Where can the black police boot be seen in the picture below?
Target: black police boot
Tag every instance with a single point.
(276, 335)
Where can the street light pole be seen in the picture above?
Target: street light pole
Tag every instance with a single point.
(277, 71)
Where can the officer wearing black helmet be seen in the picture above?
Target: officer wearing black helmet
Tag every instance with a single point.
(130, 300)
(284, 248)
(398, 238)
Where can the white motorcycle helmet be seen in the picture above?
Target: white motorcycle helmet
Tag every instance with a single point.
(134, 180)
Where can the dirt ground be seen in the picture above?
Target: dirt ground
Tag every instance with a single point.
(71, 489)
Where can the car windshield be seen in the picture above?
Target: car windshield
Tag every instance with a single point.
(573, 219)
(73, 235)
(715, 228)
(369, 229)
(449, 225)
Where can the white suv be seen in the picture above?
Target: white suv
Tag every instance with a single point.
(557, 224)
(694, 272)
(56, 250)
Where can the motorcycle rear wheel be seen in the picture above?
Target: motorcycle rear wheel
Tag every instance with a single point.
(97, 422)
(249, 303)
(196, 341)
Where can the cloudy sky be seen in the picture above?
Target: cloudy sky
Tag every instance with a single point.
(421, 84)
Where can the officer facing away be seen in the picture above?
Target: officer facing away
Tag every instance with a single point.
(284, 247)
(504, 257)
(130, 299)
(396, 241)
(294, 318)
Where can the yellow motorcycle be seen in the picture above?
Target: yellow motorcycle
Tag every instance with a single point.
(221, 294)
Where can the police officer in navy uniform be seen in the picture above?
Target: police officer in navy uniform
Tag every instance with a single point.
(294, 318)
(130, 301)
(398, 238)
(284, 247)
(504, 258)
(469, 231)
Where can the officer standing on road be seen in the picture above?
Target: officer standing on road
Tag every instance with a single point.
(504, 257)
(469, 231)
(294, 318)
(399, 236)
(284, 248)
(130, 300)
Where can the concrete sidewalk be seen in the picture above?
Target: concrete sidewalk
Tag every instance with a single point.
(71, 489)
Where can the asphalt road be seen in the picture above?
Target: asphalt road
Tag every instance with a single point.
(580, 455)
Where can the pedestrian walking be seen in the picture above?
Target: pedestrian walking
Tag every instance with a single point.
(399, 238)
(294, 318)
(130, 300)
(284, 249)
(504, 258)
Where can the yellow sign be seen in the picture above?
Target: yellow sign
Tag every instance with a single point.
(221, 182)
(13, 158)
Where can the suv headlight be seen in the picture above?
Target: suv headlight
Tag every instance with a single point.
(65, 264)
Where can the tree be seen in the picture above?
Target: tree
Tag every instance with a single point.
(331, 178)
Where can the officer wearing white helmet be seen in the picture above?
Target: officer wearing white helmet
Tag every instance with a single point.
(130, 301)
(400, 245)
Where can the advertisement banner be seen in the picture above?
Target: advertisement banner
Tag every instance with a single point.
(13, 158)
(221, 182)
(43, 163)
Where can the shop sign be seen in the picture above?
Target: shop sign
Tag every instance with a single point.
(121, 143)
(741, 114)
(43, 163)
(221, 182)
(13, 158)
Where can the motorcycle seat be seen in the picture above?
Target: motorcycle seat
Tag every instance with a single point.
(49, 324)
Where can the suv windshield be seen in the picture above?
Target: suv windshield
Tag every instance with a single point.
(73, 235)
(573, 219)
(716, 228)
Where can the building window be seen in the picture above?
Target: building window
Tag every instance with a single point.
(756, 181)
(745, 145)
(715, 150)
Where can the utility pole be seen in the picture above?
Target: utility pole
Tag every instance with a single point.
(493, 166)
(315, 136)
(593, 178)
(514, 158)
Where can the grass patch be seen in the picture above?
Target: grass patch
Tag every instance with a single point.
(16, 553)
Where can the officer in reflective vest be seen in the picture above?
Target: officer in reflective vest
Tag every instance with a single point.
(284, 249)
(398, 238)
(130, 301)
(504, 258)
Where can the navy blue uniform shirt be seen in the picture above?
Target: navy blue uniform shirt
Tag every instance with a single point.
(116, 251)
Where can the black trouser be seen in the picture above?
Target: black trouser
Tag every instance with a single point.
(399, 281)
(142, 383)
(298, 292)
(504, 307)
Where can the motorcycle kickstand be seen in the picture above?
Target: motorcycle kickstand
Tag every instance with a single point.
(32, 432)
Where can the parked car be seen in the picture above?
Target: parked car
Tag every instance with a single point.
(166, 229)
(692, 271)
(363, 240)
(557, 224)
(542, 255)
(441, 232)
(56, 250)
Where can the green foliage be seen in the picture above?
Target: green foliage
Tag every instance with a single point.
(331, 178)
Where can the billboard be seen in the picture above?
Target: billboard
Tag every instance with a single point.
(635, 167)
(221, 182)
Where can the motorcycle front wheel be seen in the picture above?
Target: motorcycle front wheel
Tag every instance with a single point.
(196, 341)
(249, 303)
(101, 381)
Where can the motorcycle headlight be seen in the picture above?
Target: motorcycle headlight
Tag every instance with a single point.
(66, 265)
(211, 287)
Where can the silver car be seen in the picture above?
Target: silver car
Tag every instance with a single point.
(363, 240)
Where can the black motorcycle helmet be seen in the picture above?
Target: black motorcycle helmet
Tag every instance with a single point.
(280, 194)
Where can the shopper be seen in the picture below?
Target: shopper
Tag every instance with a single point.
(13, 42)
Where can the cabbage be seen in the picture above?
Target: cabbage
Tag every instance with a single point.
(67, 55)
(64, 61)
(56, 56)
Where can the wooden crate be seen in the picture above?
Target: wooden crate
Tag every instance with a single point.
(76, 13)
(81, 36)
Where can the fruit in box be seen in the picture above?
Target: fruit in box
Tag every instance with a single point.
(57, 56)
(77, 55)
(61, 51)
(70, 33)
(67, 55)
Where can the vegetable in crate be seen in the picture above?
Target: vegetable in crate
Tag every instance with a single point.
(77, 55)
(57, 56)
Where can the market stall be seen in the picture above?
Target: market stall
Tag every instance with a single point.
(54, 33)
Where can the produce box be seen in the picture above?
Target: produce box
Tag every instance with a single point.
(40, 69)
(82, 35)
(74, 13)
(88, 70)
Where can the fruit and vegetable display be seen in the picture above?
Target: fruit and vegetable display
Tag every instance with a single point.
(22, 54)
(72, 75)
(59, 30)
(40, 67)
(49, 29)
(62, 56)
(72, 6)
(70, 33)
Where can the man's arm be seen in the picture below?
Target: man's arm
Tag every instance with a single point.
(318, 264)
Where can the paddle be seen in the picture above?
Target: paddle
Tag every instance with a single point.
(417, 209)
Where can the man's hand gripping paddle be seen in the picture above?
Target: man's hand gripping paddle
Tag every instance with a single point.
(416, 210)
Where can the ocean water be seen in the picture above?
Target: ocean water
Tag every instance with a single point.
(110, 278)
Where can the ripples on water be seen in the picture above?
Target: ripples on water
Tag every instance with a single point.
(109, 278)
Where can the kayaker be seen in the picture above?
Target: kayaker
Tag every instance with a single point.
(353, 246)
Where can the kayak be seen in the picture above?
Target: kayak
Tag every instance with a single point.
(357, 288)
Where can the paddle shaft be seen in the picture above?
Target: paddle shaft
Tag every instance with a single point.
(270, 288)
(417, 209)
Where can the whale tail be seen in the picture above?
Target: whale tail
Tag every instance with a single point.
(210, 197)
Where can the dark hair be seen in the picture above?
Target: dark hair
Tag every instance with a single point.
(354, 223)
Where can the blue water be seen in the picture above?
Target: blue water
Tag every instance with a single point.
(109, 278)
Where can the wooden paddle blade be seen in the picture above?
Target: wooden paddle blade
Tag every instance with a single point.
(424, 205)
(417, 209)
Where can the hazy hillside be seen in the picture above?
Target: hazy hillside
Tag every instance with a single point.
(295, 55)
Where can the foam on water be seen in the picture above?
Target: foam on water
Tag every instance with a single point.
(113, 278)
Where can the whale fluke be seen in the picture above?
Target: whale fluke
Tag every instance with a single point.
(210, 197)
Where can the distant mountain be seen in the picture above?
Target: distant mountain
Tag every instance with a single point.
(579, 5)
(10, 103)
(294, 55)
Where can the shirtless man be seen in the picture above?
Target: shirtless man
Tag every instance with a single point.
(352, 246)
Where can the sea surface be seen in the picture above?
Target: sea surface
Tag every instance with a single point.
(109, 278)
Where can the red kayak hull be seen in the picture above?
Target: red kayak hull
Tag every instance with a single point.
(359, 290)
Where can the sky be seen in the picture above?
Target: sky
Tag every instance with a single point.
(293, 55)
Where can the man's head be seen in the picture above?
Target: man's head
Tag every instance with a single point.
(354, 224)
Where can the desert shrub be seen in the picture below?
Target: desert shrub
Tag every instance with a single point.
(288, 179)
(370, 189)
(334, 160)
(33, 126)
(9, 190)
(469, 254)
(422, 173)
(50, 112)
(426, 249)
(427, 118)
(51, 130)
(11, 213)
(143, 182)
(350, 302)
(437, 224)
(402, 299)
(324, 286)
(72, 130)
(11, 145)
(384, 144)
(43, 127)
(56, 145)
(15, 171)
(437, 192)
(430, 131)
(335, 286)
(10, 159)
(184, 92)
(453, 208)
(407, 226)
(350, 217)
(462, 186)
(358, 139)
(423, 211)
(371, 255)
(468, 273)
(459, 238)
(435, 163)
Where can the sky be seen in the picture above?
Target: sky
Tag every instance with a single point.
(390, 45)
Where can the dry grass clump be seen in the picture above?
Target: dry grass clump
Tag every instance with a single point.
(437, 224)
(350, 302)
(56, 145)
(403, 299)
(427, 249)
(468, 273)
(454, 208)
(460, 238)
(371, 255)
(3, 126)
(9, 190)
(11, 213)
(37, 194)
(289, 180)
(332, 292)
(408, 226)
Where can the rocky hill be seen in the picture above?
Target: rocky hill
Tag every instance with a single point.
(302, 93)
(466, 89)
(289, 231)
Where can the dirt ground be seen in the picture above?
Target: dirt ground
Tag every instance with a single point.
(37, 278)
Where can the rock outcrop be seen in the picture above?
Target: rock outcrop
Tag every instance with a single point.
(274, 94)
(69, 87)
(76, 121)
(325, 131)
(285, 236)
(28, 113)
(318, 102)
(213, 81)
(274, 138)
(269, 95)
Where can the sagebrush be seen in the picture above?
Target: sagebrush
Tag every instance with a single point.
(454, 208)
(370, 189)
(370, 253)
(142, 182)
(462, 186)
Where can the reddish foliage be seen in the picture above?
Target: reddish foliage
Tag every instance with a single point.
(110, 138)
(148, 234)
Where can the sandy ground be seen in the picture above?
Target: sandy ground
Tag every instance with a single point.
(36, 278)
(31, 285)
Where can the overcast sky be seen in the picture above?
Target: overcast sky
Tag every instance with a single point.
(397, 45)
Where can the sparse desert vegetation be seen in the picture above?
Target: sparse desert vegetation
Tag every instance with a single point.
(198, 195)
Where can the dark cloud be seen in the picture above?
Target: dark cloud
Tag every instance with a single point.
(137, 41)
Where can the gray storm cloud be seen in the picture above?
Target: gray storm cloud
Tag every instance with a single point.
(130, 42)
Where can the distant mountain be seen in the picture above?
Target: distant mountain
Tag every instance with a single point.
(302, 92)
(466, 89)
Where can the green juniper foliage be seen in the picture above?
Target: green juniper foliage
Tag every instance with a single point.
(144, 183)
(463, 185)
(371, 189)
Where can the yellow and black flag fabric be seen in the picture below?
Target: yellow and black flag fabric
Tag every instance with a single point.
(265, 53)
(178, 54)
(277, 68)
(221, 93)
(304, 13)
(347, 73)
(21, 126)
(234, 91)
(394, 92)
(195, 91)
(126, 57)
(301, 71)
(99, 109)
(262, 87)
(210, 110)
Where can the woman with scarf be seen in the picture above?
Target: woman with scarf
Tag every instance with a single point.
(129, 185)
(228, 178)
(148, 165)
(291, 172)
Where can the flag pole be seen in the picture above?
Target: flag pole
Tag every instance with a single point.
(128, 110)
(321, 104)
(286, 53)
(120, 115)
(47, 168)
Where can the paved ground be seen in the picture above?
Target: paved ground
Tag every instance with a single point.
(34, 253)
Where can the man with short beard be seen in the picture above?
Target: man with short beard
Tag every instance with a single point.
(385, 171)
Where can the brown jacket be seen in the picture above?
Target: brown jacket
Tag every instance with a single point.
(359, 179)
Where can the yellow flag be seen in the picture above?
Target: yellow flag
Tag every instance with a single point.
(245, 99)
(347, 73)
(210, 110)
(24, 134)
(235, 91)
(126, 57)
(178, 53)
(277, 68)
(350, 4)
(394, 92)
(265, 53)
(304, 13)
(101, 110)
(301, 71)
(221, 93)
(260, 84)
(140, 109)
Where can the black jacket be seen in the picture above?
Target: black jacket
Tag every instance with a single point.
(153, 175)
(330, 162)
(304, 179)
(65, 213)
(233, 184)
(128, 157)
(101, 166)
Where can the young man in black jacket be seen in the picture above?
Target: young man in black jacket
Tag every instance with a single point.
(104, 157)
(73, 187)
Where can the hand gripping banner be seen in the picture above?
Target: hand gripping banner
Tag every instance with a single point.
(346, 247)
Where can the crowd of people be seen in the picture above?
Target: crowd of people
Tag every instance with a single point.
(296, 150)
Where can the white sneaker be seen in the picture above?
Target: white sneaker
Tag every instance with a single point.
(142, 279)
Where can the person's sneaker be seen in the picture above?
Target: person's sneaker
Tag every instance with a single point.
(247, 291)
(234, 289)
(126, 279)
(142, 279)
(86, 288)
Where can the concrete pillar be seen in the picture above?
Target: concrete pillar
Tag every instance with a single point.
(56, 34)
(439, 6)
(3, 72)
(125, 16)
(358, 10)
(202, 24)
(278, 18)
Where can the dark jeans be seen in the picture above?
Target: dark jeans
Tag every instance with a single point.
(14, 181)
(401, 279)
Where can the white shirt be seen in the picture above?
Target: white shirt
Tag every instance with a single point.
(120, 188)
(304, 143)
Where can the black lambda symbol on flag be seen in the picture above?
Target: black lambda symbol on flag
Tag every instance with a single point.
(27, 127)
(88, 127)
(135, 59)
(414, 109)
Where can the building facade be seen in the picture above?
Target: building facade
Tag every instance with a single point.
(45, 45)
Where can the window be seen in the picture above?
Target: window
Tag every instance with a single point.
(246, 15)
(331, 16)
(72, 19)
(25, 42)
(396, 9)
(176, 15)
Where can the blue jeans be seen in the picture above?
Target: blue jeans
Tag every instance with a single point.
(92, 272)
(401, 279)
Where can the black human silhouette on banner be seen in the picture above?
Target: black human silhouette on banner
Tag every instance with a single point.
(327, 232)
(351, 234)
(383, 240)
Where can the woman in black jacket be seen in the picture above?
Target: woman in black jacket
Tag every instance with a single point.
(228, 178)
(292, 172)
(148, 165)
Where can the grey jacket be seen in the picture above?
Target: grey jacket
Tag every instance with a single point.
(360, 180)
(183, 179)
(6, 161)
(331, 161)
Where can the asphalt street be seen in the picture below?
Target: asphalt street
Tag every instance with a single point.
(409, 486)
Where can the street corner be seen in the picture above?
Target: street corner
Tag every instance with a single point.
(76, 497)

### EXERCISE TASK
Print from the line containing "Where can the black lambda" to the last line above, exactly as written.

### THE RESPONSE
Where can the black lambda symbol on flag be seen in the picture above?
Target: black lambda symbol on flag
Tag every instance with a single point.
(27, 127)
(88, 127)
(135, 59)
(414, 109)
Where can the building facade be seen in the picture above?
Target: building facade
Tag every instance with a single point.
(45, 45)
Where can the window be seen in the picture above?
Target: window
Tag every instance with a single point.
(246, 15)
(331, 16)
(72, 19)
(25, 42)
(396, 9)
(176, 15)
Where can the blue jeans be seen in the picture above?
Target: blue jeans
Tag every instance with a single point.
(92, 272)
(401, 279)
Where can the black human silhouette on banner be seen in the picture above?
Target: black human silhouette on banner
Tag every instance with a single point.
(327, 232)
(351, 234)
(383, 240)
Where can the woman in black jacket be seen in the picture above?
Target: woman in black jacket
Tag every instance with a single point.
(228, 178)
(292, 172)
(148, 165)
Where can the grey jacket be seen in the picture above?
Target: grey jacket
Tag every instance with a single point.
(360, 180)
(183, 179)
(6, 161)
(331, 161)
Where can the asphalt street be seen in the picture below?
Target: asphalt street
Tag every instance with a single point.
(409, 486)
Where can the street corner be seen in the picture above?
Target: street corner
Tag every instance with a single point.
(76, 497)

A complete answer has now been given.